**OBJECTIVE**
Copy out every line of the items below word for word, leaving out the pictures.

**Position annotation records**

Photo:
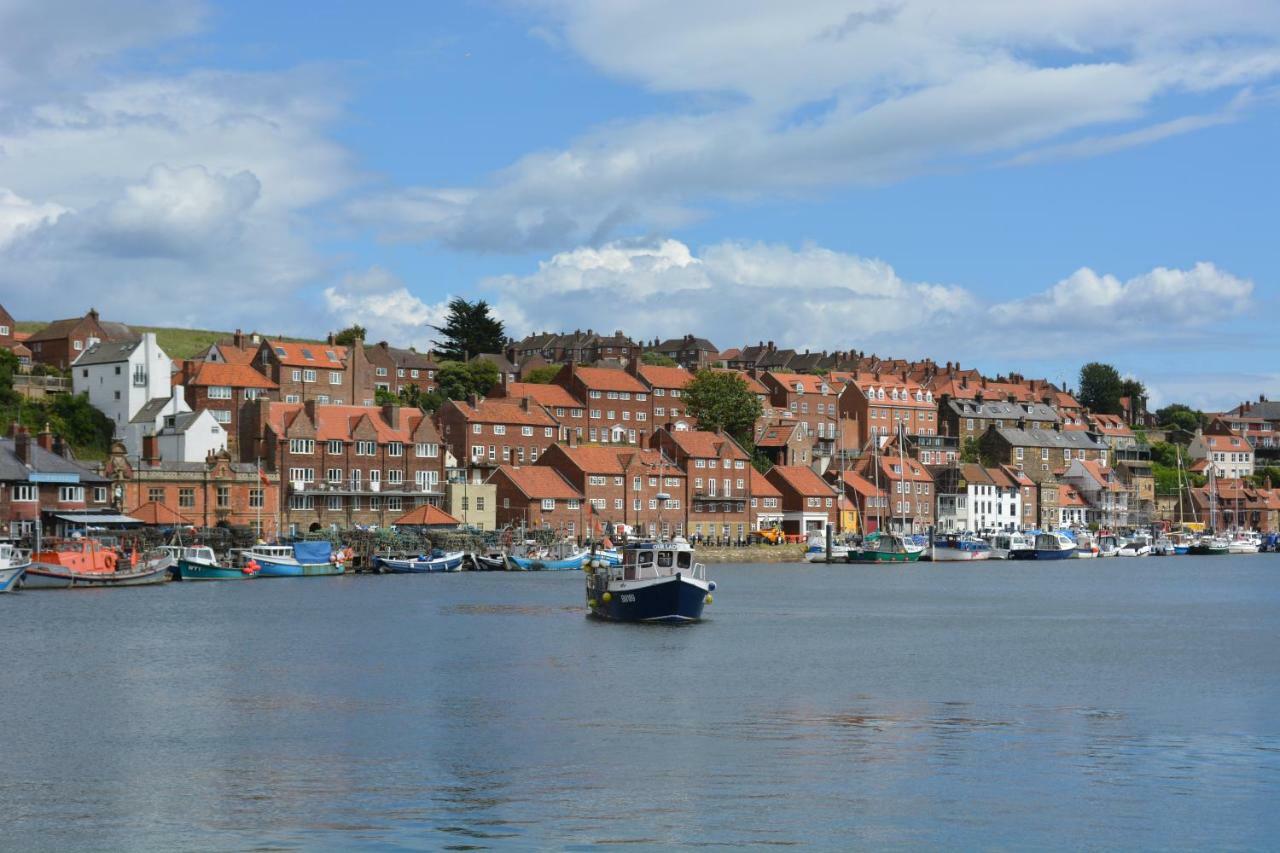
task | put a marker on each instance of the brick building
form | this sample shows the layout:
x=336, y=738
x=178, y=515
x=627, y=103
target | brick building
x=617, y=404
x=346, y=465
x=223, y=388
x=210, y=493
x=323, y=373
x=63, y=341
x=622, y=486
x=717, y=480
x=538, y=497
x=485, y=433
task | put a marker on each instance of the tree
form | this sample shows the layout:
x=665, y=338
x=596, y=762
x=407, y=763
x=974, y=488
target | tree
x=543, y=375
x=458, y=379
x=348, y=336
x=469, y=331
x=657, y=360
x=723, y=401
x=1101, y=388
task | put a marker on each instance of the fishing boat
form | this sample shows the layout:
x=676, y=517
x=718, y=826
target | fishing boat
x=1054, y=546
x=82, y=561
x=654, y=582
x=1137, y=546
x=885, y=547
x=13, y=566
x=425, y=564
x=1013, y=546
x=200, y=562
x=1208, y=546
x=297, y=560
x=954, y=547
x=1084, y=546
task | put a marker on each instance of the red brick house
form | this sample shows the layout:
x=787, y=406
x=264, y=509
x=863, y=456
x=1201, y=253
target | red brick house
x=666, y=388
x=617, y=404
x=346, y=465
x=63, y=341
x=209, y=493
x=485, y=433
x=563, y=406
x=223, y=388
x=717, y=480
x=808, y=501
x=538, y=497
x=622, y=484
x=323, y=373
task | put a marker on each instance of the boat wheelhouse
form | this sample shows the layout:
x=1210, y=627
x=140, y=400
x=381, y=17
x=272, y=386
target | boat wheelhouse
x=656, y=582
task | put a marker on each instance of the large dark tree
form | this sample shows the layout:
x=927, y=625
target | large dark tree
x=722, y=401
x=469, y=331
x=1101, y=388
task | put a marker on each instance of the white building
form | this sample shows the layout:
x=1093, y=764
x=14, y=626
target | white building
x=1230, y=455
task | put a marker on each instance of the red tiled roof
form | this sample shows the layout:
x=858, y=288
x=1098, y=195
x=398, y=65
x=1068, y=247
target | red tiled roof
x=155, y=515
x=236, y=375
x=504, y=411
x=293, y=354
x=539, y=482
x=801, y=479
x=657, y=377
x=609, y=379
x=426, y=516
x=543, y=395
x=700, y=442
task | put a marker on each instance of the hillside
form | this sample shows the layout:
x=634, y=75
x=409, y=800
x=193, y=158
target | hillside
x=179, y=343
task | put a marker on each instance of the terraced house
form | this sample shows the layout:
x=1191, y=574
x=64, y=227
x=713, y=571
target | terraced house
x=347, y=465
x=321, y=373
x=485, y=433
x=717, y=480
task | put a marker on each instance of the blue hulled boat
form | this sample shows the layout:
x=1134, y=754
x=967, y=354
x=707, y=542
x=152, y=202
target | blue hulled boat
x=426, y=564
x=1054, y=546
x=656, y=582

**FULL RESPONSE**
Photo:
task | put a marker on each instance of the brick building
form | this sample shows the layout:
x=336, y=738
x=178, y=515
x=627, y=103
target | brick building
x=617, y=404
x=346, y=465
x=223, y=388
x=210, y=493
x=323, y=373
x=63, y=341
x=622, y=486
x=717, y=480
x=538, y=497
x=485, y=433
task | put a marker on each instance of the tree
form | this sample shows the layout:
x=665, y=338
x=596, y=762
x=407, y=763
x=974, y=488
target | tree
x=543, y=375
x=458, y=379
x=348, y=336
x=469, y=331
x=657, y=360
x=723, y=401
x=1101, y=388
task | put a marker on each instance of the fishing boat
form | this sample shows the layout:
x=676, y=517
x=718, y=826
target | fishing boat
x=1054, y=546
x=82, y=561
x=654, y=582
x=1137, y=546
x=885, y=547
x=13, y=566
x=425, y=564
x=1013, y=546
x=200, y=562
x=1208, y=546
x=297, y=560
x=954, y=547
x=1084, y=546
task | put a marker on each instance of the red brick house
form | this sample shows the layout:
x=787, y=406
x=264, y=509
x=863, y=456
x=1201, y=253
target | red brick house
x=666, y=388
x=617, y=404
x=346, y=465
x=63, y=341
x=209, y=493
x=485, y=433
x=563, y=406
x=223, y=388
x=717, y=480
x=808, y=501
x=538, y=497
x=622, y=484
x=323, y=373
task | put a marker on each instance of the boat wheelhouse
form | this sample shows the layout:
x=1210, y=627
x=140, y=400
x=381, y=17
x=272, y=386
target | boat wheelhouse
x=656, y=582
task | put a marker on each instance of the large dark tree
form | this sample shows the layout:
x=927, y=625
target | large dark tree
x=722, y=401
x=469, y=331
x=1101, y=388
task | put a marker on each instance of the white building
form | this sample shows the layout:
x=1093, y=764
x=14, y=626
target | white building
x=1230, y=455
task | put a marker on each instance of the red tiled roof
form | this sample shows the layout:
x=858, y=288
x=1098, y=195
x=398, y=65
x=1068, y=247
target | red tiled roof
x=155, y=515
x=236, y=375
x=504, y=411
x=293, y=354
x=539, y=482
x=801, y=479
x=657, y=377
x=609, y=379
x=426, y=516
x=543, y=395
x=700, y=442
task | put a marker on each instance of the hillside
form | this sample shows the layout:
x=634, y=75
x=409, y=800
x=193, y=158
target | hillside
x=179, y=343
task | put a marker on each instance of the terraced house
form | this sample shows the layout:
x=1191, y=574
x=64, y=227
x=713, y=571
target | terraced house
x=347, y=465
x=321, y=373
x=485, y=433
x=717, y=480
task | put a marker on each instance of the blue hulled boat
form | this sample shows the layout:
x=1134, y=754
x=967, y=354
x=707, y=542
x=152, y=202
target | blue hulled boat
x=426, y=564
x=1054, y=546
x=656, y=582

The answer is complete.